Grainger, one of Britain's largest residential landlords, still looks undervalued. Its UK portfolio continues to outperform the wider housing market, with an average valuation uplift of 2.8 per cent over the six months to 31 March. That's mainly thanks to a strong and growing bias towards London and the South East, which now account for 62 per cent of its UK properties – up from 53 per cent three years ago.
Grainger owns two types of properties: those subject to regulated tenancies or equity-release agreements, which trade at a discount, and market-rented flats. It sells off the former when the tenants leave or die; these asset sales totalled £112m over the period, up from £90m last year. It also earns rental income, which was up 16.4 per cent to £31.8m, and modest fee income from joint ventures. Overall, adjusted operating profits were 7.9 per cent higher, with the gains offset by lower development profits.

+-------+

**Set task A**
Return the Grainger passage word for word, beginning at the words "Grainger, one of" and stopping after "three years ago.".
**Set task B**
Collect every line in the listing that contains the string "tire".
The Grainger passage and the listing are independent of each other.

+-------+

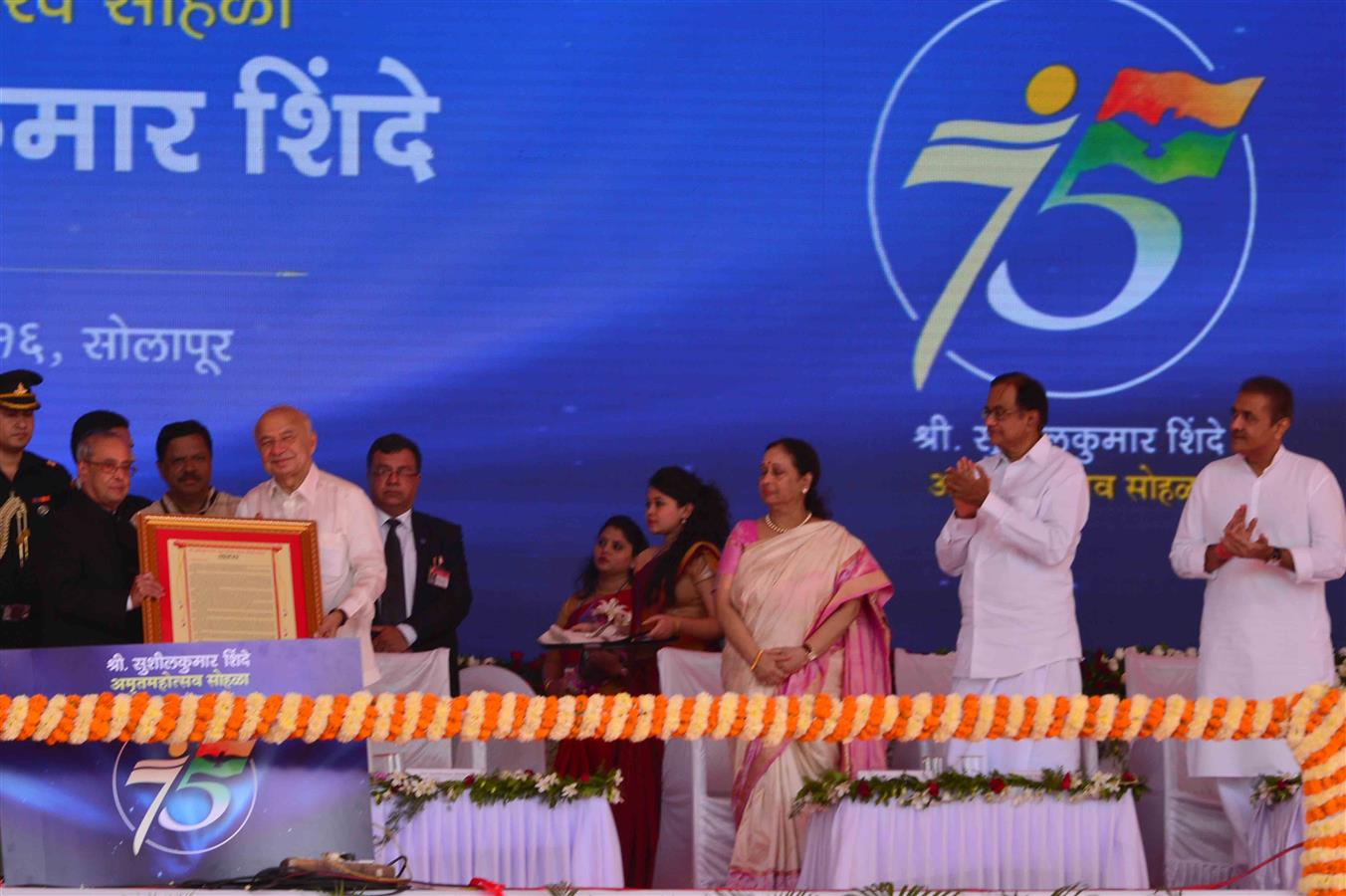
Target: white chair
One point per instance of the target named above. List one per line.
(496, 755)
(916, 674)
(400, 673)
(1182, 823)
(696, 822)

+-------+

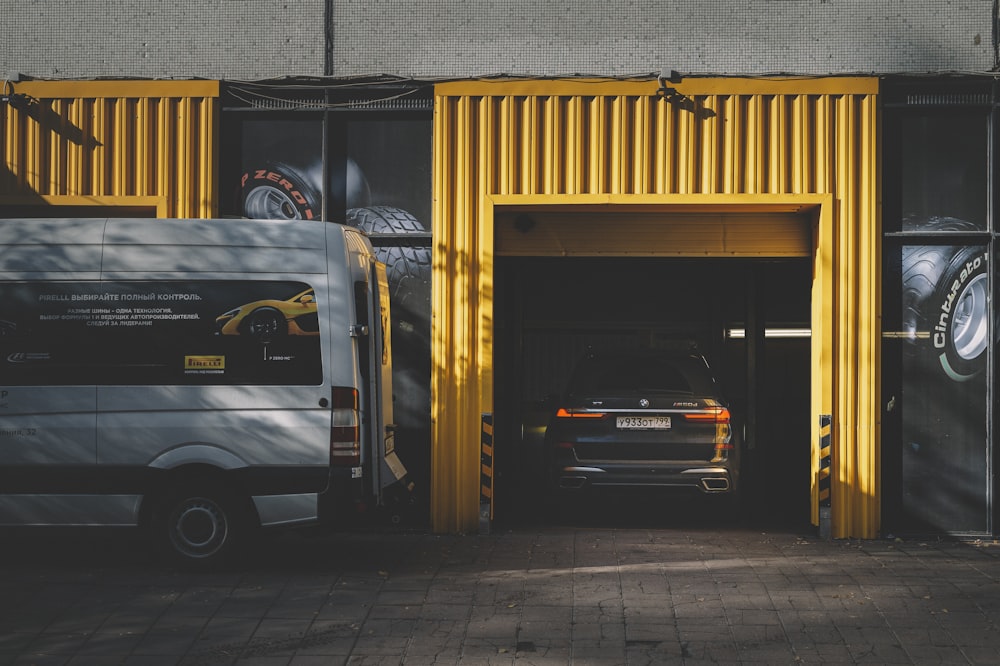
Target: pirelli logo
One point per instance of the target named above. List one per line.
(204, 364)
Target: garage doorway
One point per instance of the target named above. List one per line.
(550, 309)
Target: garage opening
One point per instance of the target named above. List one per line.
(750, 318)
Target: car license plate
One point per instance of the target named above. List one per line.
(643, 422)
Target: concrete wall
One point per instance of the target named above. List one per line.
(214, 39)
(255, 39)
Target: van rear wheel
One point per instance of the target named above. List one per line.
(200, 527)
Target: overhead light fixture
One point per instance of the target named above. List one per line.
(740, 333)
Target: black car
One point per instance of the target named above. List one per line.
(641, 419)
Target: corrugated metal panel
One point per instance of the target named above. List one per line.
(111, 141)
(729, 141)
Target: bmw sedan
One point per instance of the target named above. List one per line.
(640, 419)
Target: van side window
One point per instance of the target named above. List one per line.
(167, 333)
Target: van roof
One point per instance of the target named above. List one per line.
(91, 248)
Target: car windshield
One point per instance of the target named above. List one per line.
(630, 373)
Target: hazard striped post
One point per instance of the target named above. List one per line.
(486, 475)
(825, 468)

+-------+

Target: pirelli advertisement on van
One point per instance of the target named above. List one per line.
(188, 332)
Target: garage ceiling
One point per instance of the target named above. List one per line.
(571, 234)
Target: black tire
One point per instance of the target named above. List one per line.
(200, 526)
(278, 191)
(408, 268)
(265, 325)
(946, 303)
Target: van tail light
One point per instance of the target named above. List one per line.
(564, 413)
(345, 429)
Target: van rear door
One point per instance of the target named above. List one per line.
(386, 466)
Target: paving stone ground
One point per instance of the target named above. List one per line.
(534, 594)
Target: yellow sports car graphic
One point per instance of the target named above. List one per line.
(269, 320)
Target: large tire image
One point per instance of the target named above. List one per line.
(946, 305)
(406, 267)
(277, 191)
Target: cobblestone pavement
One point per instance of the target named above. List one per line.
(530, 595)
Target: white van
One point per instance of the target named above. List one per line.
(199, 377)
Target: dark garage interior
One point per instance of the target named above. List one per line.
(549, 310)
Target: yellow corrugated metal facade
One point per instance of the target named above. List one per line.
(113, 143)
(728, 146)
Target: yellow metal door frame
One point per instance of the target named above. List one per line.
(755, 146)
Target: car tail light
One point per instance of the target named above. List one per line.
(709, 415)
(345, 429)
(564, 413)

+-------+

**Exercise solution A**
Grainger, one of Britain's largest residential landlords, still looks undervalued. Its UK portfolio continues to outperform the wider housing market, with an average valuation uplift of 2.8 per cent over the six months to 31 March. That's mainly thanks to a strong and growing bias towards London and the South East, which now account for 62 per cent of its UK properties – up from 53 per cent three years ago.

**Exercise solution B**
Target: black tire
Target: large tire image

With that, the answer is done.